### ABOUT THIS TASK
Write out, without any change, the lines in the material below that run from the line with "TARGET = smiling woman" through the line with "TARGET = plaid scarf", both included.

### DATA TO USE

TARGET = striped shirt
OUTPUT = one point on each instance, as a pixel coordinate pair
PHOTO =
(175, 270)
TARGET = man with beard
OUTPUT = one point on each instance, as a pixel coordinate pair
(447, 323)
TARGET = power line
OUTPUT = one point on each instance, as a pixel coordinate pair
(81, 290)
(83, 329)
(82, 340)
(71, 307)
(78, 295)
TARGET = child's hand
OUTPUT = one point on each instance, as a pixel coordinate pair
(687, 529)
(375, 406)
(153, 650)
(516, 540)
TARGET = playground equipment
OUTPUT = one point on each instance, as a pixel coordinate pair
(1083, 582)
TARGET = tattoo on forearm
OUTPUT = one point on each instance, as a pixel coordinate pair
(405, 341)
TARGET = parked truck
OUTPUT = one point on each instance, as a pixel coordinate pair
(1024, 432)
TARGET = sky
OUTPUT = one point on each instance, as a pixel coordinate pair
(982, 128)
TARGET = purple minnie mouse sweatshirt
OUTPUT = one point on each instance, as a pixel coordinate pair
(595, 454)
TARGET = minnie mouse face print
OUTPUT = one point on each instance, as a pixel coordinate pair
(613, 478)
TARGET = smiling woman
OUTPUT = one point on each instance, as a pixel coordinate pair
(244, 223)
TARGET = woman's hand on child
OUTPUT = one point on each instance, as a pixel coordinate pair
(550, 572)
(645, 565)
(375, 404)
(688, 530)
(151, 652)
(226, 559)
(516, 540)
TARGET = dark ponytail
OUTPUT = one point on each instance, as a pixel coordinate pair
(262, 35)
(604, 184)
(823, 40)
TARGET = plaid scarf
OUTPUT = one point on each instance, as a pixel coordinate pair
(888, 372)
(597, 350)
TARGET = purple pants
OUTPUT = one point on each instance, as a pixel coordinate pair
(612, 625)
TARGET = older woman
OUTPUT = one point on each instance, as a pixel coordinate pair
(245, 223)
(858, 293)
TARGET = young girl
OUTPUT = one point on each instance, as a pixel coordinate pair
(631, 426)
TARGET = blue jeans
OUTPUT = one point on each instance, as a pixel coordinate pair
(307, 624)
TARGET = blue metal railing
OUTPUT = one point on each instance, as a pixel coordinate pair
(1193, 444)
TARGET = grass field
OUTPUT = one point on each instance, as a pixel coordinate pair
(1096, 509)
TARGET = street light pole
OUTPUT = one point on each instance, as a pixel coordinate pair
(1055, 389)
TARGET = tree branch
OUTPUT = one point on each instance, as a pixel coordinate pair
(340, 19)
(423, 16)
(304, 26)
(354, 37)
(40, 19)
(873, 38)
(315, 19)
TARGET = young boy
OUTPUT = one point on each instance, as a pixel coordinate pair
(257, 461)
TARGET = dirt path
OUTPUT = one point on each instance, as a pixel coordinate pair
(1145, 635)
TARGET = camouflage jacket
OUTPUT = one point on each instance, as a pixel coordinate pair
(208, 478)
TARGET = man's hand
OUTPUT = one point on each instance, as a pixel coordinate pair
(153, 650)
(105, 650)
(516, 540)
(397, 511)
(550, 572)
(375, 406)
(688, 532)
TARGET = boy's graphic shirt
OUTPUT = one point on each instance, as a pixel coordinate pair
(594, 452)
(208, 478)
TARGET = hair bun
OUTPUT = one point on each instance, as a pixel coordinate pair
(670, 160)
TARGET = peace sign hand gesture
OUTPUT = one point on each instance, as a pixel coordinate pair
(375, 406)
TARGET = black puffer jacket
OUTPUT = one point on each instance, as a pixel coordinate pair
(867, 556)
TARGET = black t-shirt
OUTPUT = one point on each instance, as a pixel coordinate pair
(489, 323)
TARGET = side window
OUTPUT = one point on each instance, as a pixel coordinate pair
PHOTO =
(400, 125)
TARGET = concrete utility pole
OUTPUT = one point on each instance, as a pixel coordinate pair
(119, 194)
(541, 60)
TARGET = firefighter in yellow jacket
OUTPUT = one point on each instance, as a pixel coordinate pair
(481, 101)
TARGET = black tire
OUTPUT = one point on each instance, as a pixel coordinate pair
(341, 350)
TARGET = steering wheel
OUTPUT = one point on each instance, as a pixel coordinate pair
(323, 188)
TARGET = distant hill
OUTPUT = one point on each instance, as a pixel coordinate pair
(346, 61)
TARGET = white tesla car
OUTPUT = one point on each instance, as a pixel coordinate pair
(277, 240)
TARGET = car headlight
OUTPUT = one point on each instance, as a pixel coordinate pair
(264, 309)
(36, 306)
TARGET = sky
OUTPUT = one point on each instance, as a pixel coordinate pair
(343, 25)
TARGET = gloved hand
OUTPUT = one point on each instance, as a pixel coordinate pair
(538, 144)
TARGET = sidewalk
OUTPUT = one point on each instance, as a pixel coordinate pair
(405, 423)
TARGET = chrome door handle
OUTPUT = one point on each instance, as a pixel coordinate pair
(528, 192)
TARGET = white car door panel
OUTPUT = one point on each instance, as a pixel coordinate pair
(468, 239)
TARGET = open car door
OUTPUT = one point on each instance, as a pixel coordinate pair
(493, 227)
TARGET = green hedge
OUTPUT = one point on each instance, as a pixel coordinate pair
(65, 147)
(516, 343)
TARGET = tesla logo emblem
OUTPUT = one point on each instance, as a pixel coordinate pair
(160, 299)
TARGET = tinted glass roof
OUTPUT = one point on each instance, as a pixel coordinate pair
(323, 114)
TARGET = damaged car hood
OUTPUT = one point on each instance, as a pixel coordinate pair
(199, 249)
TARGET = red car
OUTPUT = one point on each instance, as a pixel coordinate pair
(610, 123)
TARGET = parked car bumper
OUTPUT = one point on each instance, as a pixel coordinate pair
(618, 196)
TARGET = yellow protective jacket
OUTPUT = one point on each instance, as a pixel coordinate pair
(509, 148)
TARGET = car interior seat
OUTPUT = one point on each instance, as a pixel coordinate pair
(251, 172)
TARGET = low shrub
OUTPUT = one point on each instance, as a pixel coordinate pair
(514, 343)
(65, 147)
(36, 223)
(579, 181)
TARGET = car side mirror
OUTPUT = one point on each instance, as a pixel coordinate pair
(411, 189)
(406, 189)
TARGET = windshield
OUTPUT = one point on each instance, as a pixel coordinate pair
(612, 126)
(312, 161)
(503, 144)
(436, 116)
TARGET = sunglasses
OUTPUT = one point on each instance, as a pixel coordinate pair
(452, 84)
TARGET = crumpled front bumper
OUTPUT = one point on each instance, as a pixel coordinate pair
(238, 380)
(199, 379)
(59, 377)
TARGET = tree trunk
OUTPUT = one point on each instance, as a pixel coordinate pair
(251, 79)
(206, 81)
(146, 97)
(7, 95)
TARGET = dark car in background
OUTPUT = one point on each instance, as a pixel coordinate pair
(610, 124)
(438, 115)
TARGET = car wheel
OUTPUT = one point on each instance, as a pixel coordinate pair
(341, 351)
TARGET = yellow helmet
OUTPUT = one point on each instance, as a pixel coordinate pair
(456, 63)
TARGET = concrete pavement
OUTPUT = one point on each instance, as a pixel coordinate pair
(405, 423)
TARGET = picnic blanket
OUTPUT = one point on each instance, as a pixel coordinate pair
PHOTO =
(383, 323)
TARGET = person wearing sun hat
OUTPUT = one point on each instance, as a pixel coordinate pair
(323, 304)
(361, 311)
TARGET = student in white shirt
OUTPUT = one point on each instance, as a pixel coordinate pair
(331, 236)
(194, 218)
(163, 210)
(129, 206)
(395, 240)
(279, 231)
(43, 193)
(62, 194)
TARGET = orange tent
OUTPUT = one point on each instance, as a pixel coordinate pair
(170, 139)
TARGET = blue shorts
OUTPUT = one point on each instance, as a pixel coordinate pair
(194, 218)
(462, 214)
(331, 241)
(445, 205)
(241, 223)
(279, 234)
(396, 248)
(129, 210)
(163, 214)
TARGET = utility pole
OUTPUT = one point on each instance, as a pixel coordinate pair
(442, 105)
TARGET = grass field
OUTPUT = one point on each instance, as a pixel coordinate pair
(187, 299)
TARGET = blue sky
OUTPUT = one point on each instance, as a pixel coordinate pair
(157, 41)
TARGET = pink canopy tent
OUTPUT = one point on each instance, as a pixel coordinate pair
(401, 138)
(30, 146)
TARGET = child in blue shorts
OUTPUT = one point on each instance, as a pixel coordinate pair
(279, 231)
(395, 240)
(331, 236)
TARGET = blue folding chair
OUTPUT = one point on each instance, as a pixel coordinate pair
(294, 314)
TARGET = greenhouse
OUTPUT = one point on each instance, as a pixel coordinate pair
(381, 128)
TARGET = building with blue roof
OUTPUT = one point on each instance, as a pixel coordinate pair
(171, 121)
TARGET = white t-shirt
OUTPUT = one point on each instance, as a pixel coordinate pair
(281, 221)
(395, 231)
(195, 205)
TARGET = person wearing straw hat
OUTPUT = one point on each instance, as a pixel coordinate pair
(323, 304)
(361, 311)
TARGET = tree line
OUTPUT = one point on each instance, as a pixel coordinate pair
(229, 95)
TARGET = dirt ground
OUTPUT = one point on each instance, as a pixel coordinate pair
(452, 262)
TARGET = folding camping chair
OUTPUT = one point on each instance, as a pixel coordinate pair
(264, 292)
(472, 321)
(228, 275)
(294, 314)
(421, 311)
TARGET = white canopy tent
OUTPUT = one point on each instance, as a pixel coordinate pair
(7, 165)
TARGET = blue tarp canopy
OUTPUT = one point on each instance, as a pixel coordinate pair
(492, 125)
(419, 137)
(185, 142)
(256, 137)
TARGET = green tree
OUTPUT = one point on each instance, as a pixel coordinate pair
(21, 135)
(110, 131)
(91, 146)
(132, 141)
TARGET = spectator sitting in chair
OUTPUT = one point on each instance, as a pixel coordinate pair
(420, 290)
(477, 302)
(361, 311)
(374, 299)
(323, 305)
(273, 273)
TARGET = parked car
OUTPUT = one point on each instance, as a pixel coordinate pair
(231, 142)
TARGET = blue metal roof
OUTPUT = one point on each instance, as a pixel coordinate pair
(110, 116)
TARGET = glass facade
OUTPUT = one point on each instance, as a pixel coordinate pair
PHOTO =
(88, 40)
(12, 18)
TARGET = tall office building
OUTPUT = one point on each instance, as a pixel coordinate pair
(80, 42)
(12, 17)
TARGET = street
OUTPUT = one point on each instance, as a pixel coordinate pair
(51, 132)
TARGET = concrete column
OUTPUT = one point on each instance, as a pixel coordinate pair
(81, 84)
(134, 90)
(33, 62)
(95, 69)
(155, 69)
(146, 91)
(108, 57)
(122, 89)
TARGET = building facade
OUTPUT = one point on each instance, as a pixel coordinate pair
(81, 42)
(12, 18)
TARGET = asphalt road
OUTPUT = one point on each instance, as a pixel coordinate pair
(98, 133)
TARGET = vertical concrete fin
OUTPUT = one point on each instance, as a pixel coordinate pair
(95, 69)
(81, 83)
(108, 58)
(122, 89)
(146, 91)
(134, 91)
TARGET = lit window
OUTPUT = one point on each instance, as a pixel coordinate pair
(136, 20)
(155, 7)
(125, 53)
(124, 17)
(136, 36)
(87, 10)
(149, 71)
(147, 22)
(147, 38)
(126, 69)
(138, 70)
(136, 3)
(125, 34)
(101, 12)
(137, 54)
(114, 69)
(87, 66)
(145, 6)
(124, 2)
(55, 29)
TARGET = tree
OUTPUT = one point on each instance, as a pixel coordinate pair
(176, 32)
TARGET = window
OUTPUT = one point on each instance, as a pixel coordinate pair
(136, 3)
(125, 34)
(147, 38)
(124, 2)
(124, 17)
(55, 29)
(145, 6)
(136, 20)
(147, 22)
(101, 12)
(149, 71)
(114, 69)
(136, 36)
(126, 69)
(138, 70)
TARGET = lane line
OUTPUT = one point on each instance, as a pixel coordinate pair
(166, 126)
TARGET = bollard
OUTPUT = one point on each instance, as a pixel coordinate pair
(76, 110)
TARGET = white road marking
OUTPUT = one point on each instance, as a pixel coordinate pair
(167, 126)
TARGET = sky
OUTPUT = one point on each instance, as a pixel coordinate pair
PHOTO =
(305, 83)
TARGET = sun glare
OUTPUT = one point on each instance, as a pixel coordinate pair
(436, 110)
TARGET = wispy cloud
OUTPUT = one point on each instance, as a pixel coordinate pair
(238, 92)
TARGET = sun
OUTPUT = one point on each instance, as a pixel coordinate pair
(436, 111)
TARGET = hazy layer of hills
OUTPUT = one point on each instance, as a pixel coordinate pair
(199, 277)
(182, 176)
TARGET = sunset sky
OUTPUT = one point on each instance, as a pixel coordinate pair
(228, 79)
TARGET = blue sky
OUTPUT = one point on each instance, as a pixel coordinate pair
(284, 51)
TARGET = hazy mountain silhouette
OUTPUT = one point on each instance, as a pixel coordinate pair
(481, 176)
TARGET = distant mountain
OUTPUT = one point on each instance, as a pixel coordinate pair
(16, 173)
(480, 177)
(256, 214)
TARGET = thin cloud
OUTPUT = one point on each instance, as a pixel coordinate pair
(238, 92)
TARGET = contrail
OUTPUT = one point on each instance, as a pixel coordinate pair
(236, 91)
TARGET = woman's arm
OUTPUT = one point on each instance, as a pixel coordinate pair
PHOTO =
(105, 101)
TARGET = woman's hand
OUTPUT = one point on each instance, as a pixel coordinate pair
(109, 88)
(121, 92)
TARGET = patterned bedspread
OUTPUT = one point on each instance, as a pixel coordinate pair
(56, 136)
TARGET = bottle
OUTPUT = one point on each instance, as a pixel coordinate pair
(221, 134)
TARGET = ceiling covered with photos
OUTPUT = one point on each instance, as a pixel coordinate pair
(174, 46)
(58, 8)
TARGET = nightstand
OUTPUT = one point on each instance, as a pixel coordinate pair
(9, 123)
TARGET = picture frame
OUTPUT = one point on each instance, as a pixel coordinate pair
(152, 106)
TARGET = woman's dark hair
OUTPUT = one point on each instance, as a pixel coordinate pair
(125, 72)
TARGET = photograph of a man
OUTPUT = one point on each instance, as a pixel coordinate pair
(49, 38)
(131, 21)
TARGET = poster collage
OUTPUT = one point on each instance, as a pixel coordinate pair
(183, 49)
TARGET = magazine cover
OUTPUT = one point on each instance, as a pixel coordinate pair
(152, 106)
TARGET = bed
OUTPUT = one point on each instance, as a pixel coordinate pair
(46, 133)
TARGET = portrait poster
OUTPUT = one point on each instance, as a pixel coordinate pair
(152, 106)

### ANSWER SECTION
TARGET = smiling woman
OUTPUT = one point on each instance, as a pixel coordinate pair
(244, 223)
TARGET = woman's hand on child
OUTPUT = one point on each instance, as a pixel coordinate pair
(550, 572)
(645, 565)
(375, 404)
(688, 530)
(151, 652)
(226, 559)
(516, 540)
TARGET = dark ponytail
OUTPUT = one point on each instance, as a pixel coordinate pair
(262, 35)
(604, 184)
(823, 40)
TARGET = plaid scarf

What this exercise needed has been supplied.